#### SELECTED EXCERPT
────────────────

Corollary 3.4 Let $(X,d,⪯)$ be a complete ordered metric space, and let $f,g,T,S:X\to X$ be four mappings. Assume that there exists $k\in [0,1)$ such that

$$d(fx,gy)\le kmax\{d(Sx,Ty),d(fx,Sx),d(gy,Ty),\frac{1}{2}(d(Sx,gy)+d(fx,Ty))\}$$

holds for any two comparable elements $x,y\in X$. Suppose that f, g, S and T satisfy the following conditions:

1. (1)

   $fX\subseteq TX$;

2. (2)

   $gX\subseteq SX$;

3. (3)

   f is dominating and weak annihilator of T;

4. (4)

   g is dominating and weak annihilator of S;

5. (5)

   $\{f,S\}$ and $\{g,T\}$ are weakly compatible;

6. (6)

   one of fX, gX, SX and TX is a closed subspace of X.

If X satisfies the property (π), then f, g, S and T have a common fixed point.

Remark 3.1 By using the method of Haghi et al. [33], its an easy matter to show that Theorem 2.1 is a consequence result of Corollary 3.4.

To support our results, we introduce the following example.

Example 3.1 On $X=\{0,1,2,3,\dots \}$, define

$$d:X\times X\to X,d(x,y)=\{\begin{array}{cc}0\hfill & \text{if }x=y;\hfill \\ max\{x,y\}\hfill & \text{if }x\ne y.\hfill \end{array}$$

We introduce a relation on X by $x⪯y$ if and only if $y\le x$. Also, define $f,g,S,T:X\to X$ by the formulas

$$fx=gx=\{\begin{array}{cc}0\hfill & \text{if }x\in \{0,1,2\};\hfill \\ 3\hfill & \text{if }x\in \{3,4\};\hfill \\ x-2\hfill & \text{if }x\ge 5\hfill \end{array}$$

and

$$Tx=Sx=\{\begin{array}{cc}0\hfill & \text{if }x=0;\hfill \\ x+2\hfill & \text{if }x\ge 1.\hfill \end{array}$$

Consider $\psi :[0,+\mathrm{\infty })\to [0,+\mathrm{\infty })$, $\psi (t)=t^2$ and $\varphi :[0,+\mathrm{\infty })\times [0,+\mathrm{\infty })\times [0,+\mathrm{\infty })\to [0,+\mathrm{\infty })$, $\varphi (t,s,u)=max\{t,s,u\}$. Then, for every two comparable elements $x,y\in X$, we have

$$\begin{array}{rcl}\psi (d(fx,fy))& \le & \psi (max\{d(Tx,Ty),d(fx,Tx),d(fy,Ty),\frac{1}{2}(d(Tx,fy)+d(fx,Ty))\})\\ -\varphi (d(Tx,Ty),d(Tx,fy),d(fx,Ty)).\end{array}$$

(3.12)

────────────────

#### RECORDS TO PROCESS
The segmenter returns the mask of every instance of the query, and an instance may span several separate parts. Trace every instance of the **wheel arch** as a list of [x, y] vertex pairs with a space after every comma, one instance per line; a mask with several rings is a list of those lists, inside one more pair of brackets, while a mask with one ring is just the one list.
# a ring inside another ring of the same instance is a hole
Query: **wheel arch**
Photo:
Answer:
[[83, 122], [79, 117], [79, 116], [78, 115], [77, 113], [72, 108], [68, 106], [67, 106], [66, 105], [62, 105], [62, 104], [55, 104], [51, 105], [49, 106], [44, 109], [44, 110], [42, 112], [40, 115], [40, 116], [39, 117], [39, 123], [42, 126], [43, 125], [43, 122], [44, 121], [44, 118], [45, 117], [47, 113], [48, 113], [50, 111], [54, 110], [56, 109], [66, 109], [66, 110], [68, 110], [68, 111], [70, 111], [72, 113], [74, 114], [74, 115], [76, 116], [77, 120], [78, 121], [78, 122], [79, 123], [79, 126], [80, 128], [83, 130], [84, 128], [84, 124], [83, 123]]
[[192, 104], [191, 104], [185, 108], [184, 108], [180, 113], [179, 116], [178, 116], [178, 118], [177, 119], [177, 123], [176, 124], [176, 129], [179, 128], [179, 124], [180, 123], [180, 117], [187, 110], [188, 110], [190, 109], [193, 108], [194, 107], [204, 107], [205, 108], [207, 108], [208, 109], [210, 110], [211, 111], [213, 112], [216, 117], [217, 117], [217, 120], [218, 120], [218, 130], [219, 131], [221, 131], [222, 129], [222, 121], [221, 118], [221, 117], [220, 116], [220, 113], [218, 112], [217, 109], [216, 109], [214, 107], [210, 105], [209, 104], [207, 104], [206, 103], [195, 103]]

────────────────

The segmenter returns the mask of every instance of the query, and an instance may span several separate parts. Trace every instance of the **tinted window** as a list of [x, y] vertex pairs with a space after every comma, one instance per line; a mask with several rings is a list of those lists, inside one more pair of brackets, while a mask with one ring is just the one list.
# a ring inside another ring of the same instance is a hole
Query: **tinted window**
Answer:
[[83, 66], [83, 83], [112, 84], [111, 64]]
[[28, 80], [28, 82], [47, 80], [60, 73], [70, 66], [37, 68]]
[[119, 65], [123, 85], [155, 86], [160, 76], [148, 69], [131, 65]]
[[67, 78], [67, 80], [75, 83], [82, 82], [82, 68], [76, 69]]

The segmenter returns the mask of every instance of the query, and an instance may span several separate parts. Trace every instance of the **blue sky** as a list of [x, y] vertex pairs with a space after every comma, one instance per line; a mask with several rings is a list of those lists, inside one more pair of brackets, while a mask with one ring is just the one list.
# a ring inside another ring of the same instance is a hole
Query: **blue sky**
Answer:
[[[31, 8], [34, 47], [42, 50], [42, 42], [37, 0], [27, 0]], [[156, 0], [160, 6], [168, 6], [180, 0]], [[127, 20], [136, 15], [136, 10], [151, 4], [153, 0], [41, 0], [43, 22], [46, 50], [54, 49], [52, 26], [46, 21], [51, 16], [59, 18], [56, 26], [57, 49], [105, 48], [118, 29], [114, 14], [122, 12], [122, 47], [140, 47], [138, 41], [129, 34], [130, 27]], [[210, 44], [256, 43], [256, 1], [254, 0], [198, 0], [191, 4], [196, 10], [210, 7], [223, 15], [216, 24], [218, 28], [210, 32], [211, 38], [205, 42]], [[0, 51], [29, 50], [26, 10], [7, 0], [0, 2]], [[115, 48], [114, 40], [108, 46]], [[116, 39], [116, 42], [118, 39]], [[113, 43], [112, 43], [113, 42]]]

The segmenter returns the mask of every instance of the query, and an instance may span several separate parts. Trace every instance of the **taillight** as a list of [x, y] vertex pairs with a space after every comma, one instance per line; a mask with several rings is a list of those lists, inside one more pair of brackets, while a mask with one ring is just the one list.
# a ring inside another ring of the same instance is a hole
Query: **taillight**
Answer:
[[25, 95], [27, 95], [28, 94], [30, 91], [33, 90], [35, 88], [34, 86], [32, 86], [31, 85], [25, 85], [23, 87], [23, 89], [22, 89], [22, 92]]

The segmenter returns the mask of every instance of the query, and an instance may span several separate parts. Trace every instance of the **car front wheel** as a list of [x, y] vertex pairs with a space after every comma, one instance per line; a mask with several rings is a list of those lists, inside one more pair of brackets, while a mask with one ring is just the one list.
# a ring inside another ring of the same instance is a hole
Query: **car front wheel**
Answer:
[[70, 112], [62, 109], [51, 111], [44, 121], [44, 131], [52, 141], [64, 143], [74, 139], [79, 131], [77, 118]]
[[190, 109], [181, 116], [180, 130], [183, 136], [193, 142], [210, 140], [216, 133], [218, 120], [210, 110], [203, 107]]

────────────────

#### DIRECTIONS
1. Reproduce the passage of the fixed-point corollary from "g is dominating" to "subspace of X.".
2. Update the records from the line with "of the **taillight**" to the line with "89], [22, 92]]" by replacing "taillight" with "brake light" and leaving everything else the same. Return only those lines.

#### ANSWERS TO EACH TASK
1.
g is dominating and weak annihilator of S;

5. (5)

   $\{f,S\}$ and $\{g,T\}$ are weakly compatible;

6. (6)

   one of fX, gX, SX and TX is a closed subspace of X.

2.
The segmenter returns the mask of every instance of the query, and an instance may span several separate parts. Trace every instance of the **brake light** as a list of [x, y] vertex pairs with a space after every comma, one instance per line; a mask with several rings is a list of those lists, inside one more pair of brackets, while a mask with one ring is just the one list.
# a ring inside another ring of the same instance is a hole
Query: **brake light**
Answer:
[[25, 95], [27, 95], [28, 94], [30, 91], [33, 90], [35, 88], [34, 86], [32, 86], [31, 85], [25, 85], [23, 87], [23, 89], [22, 89], [22, 92]]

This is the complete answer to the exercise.